**Text excerpt:**
===============
By , March 28, 2013.

The EFF is a non-profit group dedicated to advocating for electronic freedom, though at times that seems to entail supporting for-profit corporations that don’t want to pay license fees. 1See, for example, the EFF/PK amicus brief in AP v. Meltwater and the EFF/PK amicus brief in WNET v. Aereo. The logic of connecting freedom to not paying suppliers escapes me, but it is not out of line with other arguments made by the group.

Case in point: one of the arguments made by the EFF in an amicus brief it filed last week in the Fox v. Aereokiller case currently in front of the 9th Circuit. Among other points, the EFF argues that Aerokiller should not be enjoined because of something Jack Valenti said 30 years ago.

Aereokiller, like any cable TV provider, retransmits broadcast television to subscribers for a fee. However, unlike cable TV providers that license television programming from copyright owners, Aereokiller has taken the position that it does not need a license. Aereokiller was sued in the Central District Court of California last year by several broadcasters. In December, the court granted a preliminary injunction against Aereokiller, holding that the service was functionally indistinguishable from cable television services. The decision was appealed to the 9th Circuit.

If all of this sounds vaguely familiar, it should. The facts and issues in Aereokiller (as well as the names of the defendants) are very similar to litigation on the other side of the U.S. involving similar service Aereo. There, the district court denied a preliminary injunction against Aereo, citing Second Circuit precedent in Cablevision, and that decision has been appealed and argued in front of the Second Circuit with a decision pending. 2ABC v. Aereo, 874 F.Supp. 2d 373 (SDNY 2012; see Aereo takes its tiny antennas to Opposite Town.

In both Aereo and Aereokiller, 3Both companies have since sued each other for trademark infringement, adding to the drama. the defendants argued that copyright law should not be technologically neutral. A cable service may need to license broadcast television to perform it for its subscribers, but if the cable service keeps adding antennas, it eventually reaches a point where it is exempt from copyright liability — and Aereo and Aereokiller both have tons of tiny antennas. 4Aereo made use of 16 circuit boards with 80 antennas on each, Aereo at 379. The Aereokiller decision suggests that Aereokiller’s system is closely similar to Aereo’s. Because of the similarities between the two cases, different outcomes in each of the Circuit courts could mean we’ll see the issue eventually end up in front of the Supreme Court.
===============
**Stored rows:**
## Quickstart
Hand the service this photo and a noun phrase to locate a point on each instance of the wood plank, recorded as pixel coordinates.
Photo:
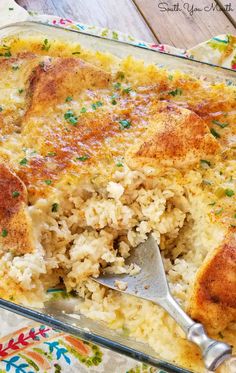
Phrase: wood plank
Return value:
(179, 27)
(119, 15)
(229, 12)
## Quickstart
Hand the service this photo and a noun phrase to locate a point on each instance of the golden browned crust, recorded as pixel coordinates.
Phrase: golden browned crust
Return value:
(55, 79)
(214, 295)
(176, 137)
(15, 224)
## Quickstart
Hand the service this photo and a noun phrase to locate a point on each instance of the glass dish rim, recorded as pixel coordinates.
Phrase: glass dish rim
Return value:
(35, 22)
(38, 316)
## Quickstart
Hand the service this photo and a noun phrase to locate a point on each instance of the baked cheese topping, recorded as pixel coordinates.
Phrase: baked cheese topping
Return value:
(98, 152)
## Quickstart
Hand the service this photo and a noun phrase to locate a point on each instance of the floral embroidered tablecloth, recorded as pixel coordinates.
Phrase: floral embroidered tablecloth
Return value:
(28, 348)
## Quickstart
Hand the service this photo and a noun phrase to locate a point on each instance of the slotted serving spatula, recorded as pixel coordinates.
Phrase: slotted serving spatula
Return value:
(151, 284)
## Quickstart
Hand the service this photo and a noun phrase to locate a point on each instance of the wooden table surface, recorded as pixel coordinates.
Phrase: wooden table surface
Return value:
(148, 20)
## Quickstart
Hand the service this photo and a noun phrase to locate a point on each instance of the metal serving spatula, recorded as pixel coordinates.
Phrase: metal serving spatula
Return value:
(151, 284)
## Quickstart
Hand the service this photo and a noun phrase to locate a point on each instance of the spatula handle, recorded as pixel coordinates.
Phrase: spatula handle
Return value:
(213, 351)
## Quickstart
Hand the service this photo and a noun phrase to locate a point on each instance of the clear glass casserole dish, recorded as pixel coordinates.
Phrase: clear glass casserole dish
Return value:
(52, 314)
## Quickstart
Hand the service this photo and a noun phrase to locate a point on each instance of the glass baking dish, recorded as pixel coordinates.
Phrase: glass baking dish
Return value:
(59, 314)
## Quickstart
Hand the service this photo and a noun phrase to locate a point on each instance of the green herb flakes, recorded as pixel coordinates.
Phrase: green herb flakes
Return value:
(97, 104)
(124, 123)
(207, 182)
(127, 90)
(55, 207)
(117, 85)
(215, 133)
(71, 118)
(23, 162)
(15, 194)
(6, 51)
(221, 125)
(229, 192)
(219, 211)
(46, 46)
(120, 75)
(176, 92)
(204, 163)
(4, 233)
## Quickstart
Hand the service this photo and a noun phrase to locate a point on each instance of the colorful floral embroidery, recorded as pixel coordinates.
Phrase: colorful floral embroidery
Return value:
(41, 349)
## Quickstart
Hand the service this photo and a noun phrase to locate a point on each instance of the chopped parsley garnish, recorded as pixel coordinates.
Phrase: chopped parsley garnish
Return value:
(15, 194)
(127, 90)
(117, 85)
(120, 75)
(204, 163)
(207, 182)
(124, 123)
(6, 51)
(215, 133)
(229, 192)
(83, 158)
(221, 125)
(219, 211)
(23, 162)
(4, 233)
(55, 207)
(176, 92)
(71, 118)
(97, 104)
(73, 121)
(45, 45)
(7, 54)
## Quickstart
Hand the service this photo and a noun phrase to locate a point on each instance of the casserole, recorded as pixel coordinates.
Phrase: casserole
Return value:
(99, 215)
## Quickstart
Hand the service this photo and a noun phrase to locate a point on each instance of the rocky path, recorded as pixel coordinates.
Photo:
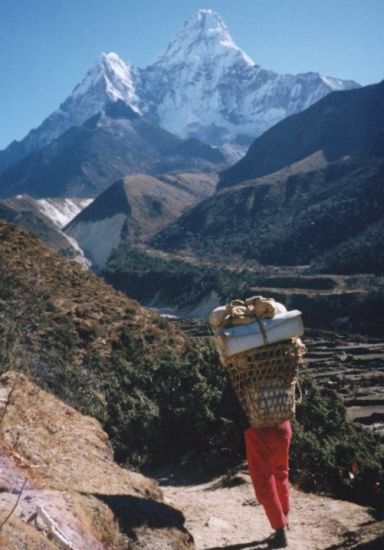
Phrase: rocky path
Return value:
(224, 514)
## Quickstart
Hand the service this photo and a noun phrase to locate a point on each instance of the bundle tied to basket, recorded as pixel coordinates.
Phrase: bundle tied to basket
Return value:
(264, 377)
(265, 381)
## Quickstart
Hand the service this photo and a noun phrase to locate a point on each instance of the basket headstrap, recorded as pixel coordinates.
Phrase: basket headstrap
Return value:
(263, 333)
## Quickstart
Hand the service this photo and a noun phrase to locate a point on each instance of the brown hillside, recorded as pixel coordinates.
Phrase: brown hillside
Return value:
(73, 493)
(41, 292)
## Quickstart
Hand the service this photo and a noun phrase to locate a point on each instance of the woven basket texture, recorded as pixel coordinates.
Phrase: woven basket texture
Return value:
(265, 381)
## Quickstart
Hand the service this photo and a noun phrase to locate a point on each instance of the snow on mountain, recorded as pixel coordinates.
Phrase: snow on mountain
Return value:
(109, 80)
(62, 211)
(203, 86)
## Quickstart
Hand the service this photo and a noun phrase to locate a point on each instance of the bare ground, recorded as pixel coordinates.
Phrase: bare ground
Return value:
(223, 513)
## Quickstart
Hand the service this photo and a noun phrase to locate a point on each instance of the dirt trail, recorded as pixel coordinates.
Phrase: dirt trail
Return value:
(221, 516)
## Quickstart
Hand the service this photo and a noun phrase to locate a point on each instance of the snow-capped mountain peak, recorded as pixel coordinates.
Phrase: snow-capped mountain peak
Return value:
(203, 37)
(112, 79)
(204, 86)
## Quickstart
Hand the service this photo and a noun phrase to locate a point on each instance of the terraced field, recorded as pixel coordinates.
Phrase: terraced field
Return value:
(350, 365)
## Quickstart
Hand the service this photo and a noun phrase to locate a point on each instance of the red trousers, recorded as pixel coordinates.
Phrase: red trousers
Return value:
(267, 457)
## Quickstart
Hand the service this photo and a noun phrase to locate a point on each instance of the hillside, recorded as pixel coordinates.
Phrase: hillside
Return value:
(340, 124)
(74, 495)
(290, 219)
(105, 354)
(25, 211)
(87, 159)
(134, 209)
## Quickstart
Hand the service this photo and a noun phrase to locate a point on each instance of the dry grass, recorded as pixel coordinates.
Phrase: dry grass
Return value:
(63, 449)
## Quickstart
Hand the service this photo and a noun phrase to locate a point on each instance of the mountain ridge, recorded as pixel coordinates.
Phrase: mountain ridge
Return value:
(341, 123)
(218, 102)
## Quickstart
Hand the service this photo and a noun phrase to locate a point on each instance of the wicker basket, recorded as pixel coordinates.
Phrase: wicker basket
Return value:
(265, 380)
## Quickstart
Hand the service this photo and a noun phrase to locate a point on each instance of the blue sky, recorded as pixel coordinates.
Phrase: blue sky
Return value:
(46, 46)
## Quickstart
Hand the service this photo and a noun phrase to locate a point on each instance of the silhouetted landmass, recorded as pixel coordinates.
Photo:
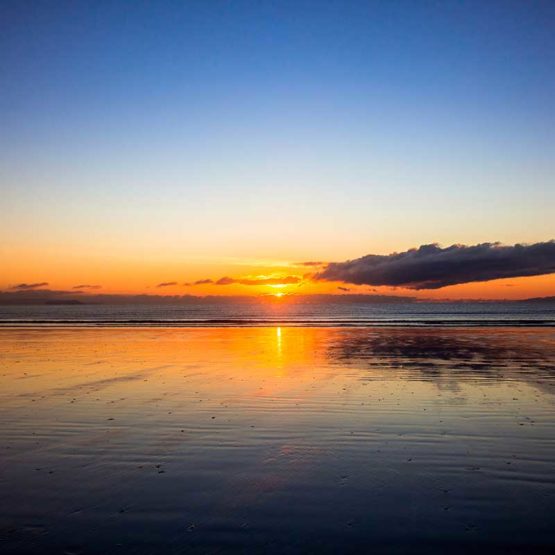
===============
**Problem 1:** Which lawsuits does the post on Aereokiller name in the form "X v. Y"? List all of them.
**Problem 2:** Can you extend the post on Aereokiller and the EFF brief past its final sentence?

**Right answer 1:**
AP v. Meltwater
WNET v. Aereo
Fox v. Aereokiller
ABC v. Aereo

**Right answer 2:**
But until then, the 9th Circuit has Aereokiller to review. And it is here that the EFF makes its case.

As noted above, the appeal arises from the grant of a preliminary injunction by the district court. To be awarded a preliminary injunction, the plaintiff in a lawsuit must demonstrate “(1) that it has suffered an irreparable injury; (2) that remedies available at law, such as monetary damages, are inadequate to compensate for that injury; (3) that, considering the balance of hardships between the plaintiff and defendant, a remedy in equity is warranted; and (4) that the public interest would not be disserved by a permanent injunction.” 5eBay v. MercExchange, 547 US 388, 391 (2006).

In its response to the first factor, the EFF makes the claim that “The history of litigation against video and audio technologies counsels skepticism of plaintiffs’ irreparable harm claims.” Included in this history: “In 1982, the president of the Motion Picture Association of America famously compared the videocassette recorder to a serial killer.” 6It’s astounding the amount of play this single quote has gotten from copyright skeptics. And it’s telling that citing a 30 year old quote is the strongest argument the EFF can raise here. Next, the EFF cites litigation by the RIAA (not a plaintiff here) and Paramount Pictures (also not a plaintiff). It points to statements made in amicus briefs in other cases by ASCAP (not a plaintiff), the American Society of Media Photographers (again, not a plaintiff), and the Progress and Freedom Foundation (not even a company involved in music or films). To support its contention that these statements are wrong, all the EFF can muster up is a report that digital music sales increased in 2011 and a 2009 article from the Economist about DVRs. The EFF concludes that “Given this history, the district court should have treated Appellees’ claims of irreparable harm with greater skepticism.”

Remarkable.

None of this actually speaks to the demonstration of irreparable harm that plaintiffs in this case made and the district court accepted. As the court had noted, Aereokiller’s infringement would cause harms not “easily calculable, nor easily compensable” by threatening “to damage Plaintiffs’ ability to negotiate favorable retransmission consent agreements with cable, satellite and telecommunications providers”, damaging Plaintiffs’ goodwill with their other licensees, competing “with Plaintiffs’ ability to develop their own internet distribution channels”, and harming “Plaintiffs’ position in their negotiations with advertisers.” Textbook irreparable harm.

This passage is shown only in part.